-- begin RECORD EXCERPTS --

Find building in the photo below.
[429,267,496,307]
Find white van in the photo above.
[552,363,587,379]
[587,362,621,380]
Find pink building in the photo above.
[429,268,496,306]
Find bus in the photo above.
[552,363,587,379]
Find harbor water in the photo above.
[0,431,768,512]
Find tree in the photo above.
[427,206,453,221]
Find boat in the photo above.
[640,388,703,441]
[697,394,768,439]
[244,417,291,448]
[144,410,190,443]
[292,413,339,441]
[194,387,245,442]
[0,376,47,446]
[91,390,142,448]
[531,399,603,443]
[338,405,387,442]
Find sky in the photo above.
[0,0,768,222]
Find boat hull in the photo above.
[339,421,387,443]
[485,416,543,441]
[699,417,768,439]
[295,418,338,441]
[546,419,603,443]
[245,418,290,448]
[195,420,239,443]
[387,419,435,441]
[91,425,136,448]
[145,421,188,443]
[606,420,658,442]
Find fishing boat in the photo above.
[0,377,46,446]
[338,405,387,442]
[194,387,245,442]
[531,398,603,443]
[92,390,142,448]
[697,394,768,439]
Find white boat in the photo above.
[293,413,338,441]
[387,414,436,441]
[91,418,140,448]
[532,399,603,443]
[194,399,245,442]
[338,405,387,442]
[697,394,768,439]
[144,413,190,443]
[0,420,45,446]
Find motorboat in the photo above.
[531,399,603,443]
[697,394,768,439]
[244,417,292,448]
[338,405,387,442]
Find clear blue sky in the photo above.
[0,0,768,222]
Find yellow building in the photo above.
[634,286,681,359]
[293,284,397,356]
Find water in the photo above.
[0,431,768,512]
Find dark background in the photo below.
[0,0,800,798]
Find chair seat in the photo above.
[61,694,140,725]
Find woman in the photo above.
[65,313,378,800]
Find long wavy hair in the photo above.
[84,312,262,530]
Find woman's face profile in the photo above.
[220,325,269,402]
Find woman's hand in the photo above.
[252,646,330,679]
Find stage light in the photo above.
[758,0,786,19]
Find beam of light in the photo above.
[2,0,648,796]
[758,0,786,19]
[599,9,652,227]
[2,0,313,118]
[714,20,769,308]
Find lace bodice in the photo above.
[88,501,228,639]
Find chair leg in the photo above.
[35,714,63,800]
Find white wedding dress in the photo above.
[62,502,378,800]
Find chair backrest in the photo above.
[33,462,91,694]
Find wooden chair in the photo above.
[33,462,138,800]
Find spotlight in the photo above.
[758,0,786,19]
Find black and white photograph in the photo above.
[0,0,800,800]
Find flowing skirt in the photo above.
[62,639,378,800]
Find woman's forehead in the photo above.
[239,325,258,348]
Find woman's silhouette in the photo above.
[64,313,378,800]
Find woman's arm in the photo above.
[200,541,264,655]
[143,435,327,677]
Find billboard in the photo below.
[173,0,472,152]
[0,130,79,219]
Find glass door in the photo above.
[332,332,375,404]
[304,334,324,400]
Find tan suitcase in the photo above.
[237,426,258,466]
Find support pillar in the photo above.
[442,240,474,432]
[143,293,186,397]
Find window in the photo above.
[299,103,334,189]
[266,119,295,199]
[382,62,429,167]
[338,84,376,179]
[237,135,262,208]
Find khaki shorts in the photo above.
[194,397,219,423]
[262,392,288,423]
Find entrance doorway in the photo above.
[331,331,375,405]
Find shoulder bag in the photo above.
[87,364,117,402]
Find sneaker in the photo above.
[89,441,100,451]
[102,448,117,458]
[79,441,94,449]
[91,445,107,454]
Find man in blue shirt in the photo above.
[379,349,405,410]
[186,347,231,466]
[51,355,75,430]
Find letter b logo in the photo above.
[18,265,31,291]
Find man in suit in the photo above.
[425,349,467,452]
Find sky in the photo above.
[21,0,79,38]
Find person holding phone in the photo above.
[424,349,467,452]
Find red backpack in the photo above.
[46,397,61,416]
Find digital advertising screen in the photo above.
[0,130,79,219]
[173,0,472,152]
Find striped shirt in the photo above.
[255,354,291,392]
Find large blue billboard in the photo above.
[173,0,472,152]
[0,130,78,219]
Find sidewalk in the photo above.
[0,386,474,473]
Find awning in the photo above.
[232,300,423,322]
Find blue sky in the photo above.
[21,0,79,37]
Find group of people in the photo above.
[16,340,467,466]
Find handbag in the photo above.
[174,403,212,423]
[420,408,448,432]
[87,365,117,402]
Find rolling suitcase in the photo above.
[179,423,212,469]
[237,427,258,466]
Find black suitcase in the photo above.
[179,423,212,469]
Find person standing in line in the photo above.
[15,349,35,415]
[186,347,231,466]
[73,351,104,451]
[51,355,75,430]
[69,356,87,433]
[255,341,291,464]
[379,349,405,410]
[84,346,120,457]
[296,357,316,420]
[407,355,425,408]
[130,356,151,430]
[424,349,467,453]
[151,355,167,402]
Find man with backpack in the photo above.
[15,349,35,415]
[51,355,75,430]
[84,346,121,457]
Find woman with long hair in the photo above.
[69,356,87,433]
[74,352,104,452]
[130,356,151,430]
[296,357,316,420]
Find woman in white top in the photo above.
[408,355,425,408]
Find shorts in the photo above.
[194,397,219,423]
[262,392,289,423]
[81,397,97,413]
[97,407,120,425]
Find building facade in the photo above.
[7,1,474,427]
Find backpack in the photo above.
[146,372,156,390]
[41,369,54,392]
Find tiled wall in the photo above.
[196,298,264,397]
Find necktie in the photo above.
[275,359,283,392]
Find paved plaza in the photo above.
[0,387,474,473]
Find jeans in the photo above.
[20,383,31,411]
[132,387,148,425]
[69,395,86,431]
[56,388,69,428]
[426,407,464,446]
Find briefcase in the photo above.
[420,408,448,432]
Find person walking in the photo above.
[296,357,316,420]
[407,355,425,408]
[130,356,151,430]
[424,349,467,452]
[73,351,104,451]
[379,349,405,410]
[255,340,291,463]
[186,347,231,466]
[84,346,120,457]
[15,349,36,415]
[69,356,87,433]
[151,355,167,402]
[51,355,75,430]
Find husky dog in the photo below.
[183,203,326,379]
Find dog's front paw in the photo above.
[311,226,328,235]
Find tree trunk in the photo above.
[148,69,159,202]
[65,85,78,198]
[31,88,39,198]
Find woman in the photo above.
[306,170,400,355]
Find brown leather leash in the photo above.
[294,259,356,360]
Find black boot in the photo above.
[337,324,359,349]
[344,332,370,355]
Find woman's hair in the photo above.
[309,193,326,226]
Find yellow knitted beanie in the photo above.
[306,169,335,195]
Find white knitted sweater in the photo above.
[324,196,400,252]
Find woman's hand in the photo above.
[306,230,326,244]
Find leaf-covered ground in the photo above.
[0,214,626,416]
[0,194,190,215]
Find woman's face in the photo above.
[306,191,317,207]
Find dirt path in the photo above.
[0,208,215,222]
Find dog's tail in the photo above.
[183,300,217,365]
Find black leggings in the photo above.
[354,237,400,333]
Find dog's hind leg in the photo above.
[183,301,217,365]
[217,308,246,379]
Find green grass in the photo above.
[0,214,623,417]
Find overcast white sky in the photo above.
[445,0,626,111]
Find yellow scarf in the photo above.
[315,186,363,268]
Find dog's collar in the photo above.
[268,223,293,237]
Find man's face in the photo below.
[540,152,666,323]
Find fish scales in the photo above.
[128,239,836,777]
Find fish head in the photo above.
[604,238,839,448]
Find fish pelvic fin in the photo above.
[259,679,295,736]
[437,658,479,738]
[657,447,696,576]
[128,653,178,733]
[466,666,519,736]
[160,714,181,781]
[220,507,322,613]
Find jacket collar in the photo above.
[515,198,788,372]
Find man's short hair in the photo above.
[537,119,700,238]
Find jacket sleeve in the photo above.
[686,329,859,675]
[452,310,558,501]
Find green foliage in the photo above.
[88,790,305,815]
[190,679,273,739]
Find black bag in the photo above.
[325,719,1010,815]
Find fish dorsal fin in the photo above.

-- end RECORD EXCERPTS --

> _WHAT NEEDS TO BE DONE_
Rewrite the material with every "Find" switched to "Locate" and nothing else altered.

> _RESULT OF THE TASK_
Locate building in the photo below.
[429,267,496,307]
Locate white van in the photo above.
[552,363,587,379]
[587,362,621,380]
Locate pink building in the photo above.
[429,268,496,306]
Locate bus in the photo above.
[552,363,587,379]
Locate harbor water in the photo above.
[0,431,768,512]
Locate tree in the photo above.
[427,206,453,221]
Locate boat in the photo above.
[640,388,703,441]
[697,394,768,439]
[244,417,291,448]
[144,410,190,443]
[292,413,339,441]
[194,387,245,442]
[0,376,47,446]
[91,390,142,448]
[531,399,603,443]
[338,405,387,442]
Locate sky in the photo above.
[0,0,768,222]
Locate boat hull in the photo above.
[339,421,387,443]
[485,416,543,441]
[699,417,768,439]
[295,418,338,441]
[546,419,603,443]
[245,418,290,448]
[195,420,239,443]
[387,419,435,441]
[91,425,136,448]
[145,421,188,443]
[606,420,658,442]
Locate fishing boat in the photo above.
[0,377,46,446]
[338,405,387,442]
[194,387,245,442]
[531,398,603,443]
[92,390,142,448]
[697,394,768,439]
Locate white boat in the photo above.
[293,413,338,441]
[387,414,436,441]
[91,418,140,448]
[532,399,603,443]
[194,399,245,442]
[338,405,387,442]
[697,394,768,439]
[144,413,190,443]
[0,420,45,446]
Locate motorboat in the photo above.
[531,399,603,443]
[697,394,768,439]
[244,417,292,448]
[338,405,387,442]
Locate clear blue sky in the photo above.
[0,0,768,222]
Locate yellow building in the photo above.
[634,286,681,359]
[293,284,397,356]
Locate water in the photo above.
[0,431,768,512]
Locate dark background in the photo below.
[0,0,800,798]
Locate chair seat in the photo above.
[61,694,140,725]
Locate woman in the photo above.
[65,313,378,800]
Locate long wavy hair in the photo above.
[84,312,262,530]
Locate woman's face profile in the photo above.
[220,325,269,402]
Locate woman's hand in the photo above.
[252,646,330,679]
Locate stage light in the photo above.
[758,0,786,19]
Locate beam of light in the photo above.
[2,0,648,796]
[758,0,786,19]
[599,9,652,227]
[2,0,313,118]
[714,20,769,308]
Locate lace bodice in the photo above.
[88,501,228,639]
Locate chair leg in the photo above.
[35,714,63,800]
Locate white wedding dress in the photo above.
[62,502,378,800]
Locate chair backrest in the photo above.
[33,462,91,694]
Locate wooden chair in the photo above.
[33,462,138,800]
Locate spotlight in the photo above.
[758,0,786,19]
Locate black and white photograph in the photo above.
[0,0,800,800]
Locate flowing skirt in the photo above.
[62,639,378,800]
Locate woman's forehead in the photo above.
[239,325,258,348]
Locate woman's silhouette in the photo above.
[64,313,378,800]
Locate woman's arm in the photo above.
[200,541,264,655]
[143,435,327,677]
Locate billboard in the photo below.
[173,0,472,152]
[0,130,79,219]
Locate glass door in the photo above.
[332,332,375,404]
[304,334,324,400]
Locate tan suitcase in the photo above.
[237,426,258,466]
Locate support pillar in the photo above.
[442,240,474,432]
[143,293,186,397]
Locate window in the photo above.
[299,103,334,189]
[266,119,295,199]
[382,62,429,167]
[338,84,376,179]
[237,135,262,208]
Locate khaki shorts in the photo above.
[194,397,219,423]
[262,392,288,423]
Locate entrance doorway in the photo above.
[331,331,375,405]
Locate shoulder bag in the photo above.
[87,364,117,402]
Locate sneaker in the photo above.
[89,441,100,451]
[102,448,117,458]
[79,441,94,449]
[91,445,107,454]
Locate man in blue shirt in the photo above.
[379,349,405,410]
[186,347,231,466]
[51,355,75,430]
Locate letter b logo in the photo above.
[18,265,31,291]
Locate man in suit in the photo above.
[425,349,467,452]
Locate sky in the photo above.
[21,0,79,38]
Locate person holding phone in the photo above.
[424,349,467,452]
Locate red backpack in the photo above.
[46,397,61,416]
Locate digital advertising screen in the photo above.
[0,130,79,219]
[173,0,472,152]
Locate striped shirt in the photo above.
[255,354,291,392]
Locate large blue billboard in the photo above.
[173,0,472,152]
[0,130,78,219]
Locate sidewalk in the photo above.
[0,386,474,473]
Locate awning in the photo above.
[232,300,423,322]
Locate blue sky in the photo above.
[21,0,79,37]
Locate group of people in the photo above.
[16,340,467,466]
Locate handbag in the photo above.
[174,403,212,423]
[420,408,448,432]
[87,365,117,402]
Locate rolling suitcase in the photo above.
[179,423,212,469]
[237,427,258,466]
Locate black suitcase in the photo above.
[179,423,212,469]
Locate person standing in line in the photo above.
[15,349,35,415]
[186,347,231,466]
[73,351,104,451]
[51,355,75,430]
[69,356,87,433]
[255,341,291,464]
[379,349,405,410]
[84,346,120,457]
[296,357,316,420]
[407,355,425,408]
[130,356,151,430]
[424,349,467,453]
[151,355,167,402]
Locate man with backpack in the photo above.
[15,349,35,415]
[51,355,75,430]
[84,346,121,457]
Locate woman with long hair in the photo above.
[69,356,87,433]
[74,352,104,452]
[130,356,151,430]
[296,357,316,420]
Locate woman in white top in the photo above.
[408,355,425,408]
Locate shorts in the photo above.
[194,397,219,423]
[262,392,289,423]
[81,397,97,413]
[97,407,120,425]
Locate building facade in the photo above.
[7,1,474,427]
Locate backpack in the photo above.
[146,372,156,390]
[41,369,54,392]
Locate tiled wall in the photo above.
[196,298,264,397]
Locate necktie in the photo above.
[275,359,283,392]
Locate paved plaza in the photo above.
[0,387,474,473]
Locate jeans in the photo above.
[20,383,31,411]
[132,387,148,425]
[69,395,86,431]
[56,388,69,428]
[426,407,464,446]
Locate briefcase in the photo above.
[420,408,448,432]
Locate person walking in the photo above.
[296,357,316,420]
[407,355,425,408]
[130,356,151,430]
[424,349,467,452]
[73,351,104,451]
[379,349,405,410]
[255,340,291,463]
[186,347,231,466]
[84,346,120,457]
[15,349,36,415]
[69,356,87,433]
[151,355,167,402]
[51,355,75,430]
Locate husky dog in the photo below.
[183,203,326,379]
Locate dog's front paw in the photo above.
[311,226,328,235]
Locate tree trunk in the photo above.
[148,69,159,202]
[65,85,78,198]
[31,88,39,198]
Locate woman in the photo above.
[306,170,400,355]
Locate brown leather leash in the photo above.
[294,259,356,360]
Locate black boot in the photo above.
[337,324,359,349]
[344,332,370,355]
Locate woman's hair in the photo above.
[309,193,326,226]
Locate yellow knitted beanie in the photo above.
[306,169,335,195]
Locate white knitted sweater in the photo above.
[324,196,400,252]
Locate woman's hand in the photo above.
[306,230,326,244]
Locate leaf-covered ground in the photo above.
[0,214,626,416]
[0,194,190,215]
Locate woman's face in the photo above.
[306,191,317,207]
Locate dirt path in the photo above.
[0,208,215,222]
Locate dog's tail in the photo above.
[183,300,217,365]
Locate black leggings in the photo above.
[354,237,400,333]
Locate dog's hind leg in the photo above.
[183,301,217,365]
[217,308,246,379]
Locate green grass in the photo above.
[0,214,623,417]
Locate overcast white sky in the photo above.
[445,0,626,111]
Locate yellow scarf in the photo above.
[315,186,363,268]
Locate dog's collar in the photo above.
[268,223,293,237]
Locate man's face in the photo below.
[540,152,666,323]
Locate fish scales in the photo above.
[128,239,836,777]
Locate fish head in the photo above.
[604,238,839,448]
Locate fish pelvic fin in the photo above.
[259,679,295,736]
[437,658,479,738]
[657,447,696,576]
[128,653,178,733]
[466,666,519,736]
[160,714,181,781]
[220,507,322,613]
Locate jacket collar in the photo above.
[515,198,788,372]
Locate man's short hair in the photo above.
[537,119,700,238]
Locate jacket sleeve in the photo above.
[686,329,859,675]
[452,310,558,501]
Locate green foliage in the photo above.
[88,790,305,815]
[190,679,273,739]
Locate black bag in the photo above.
[325,719,1010,815]
Locate fish dorsal fin in the photo above.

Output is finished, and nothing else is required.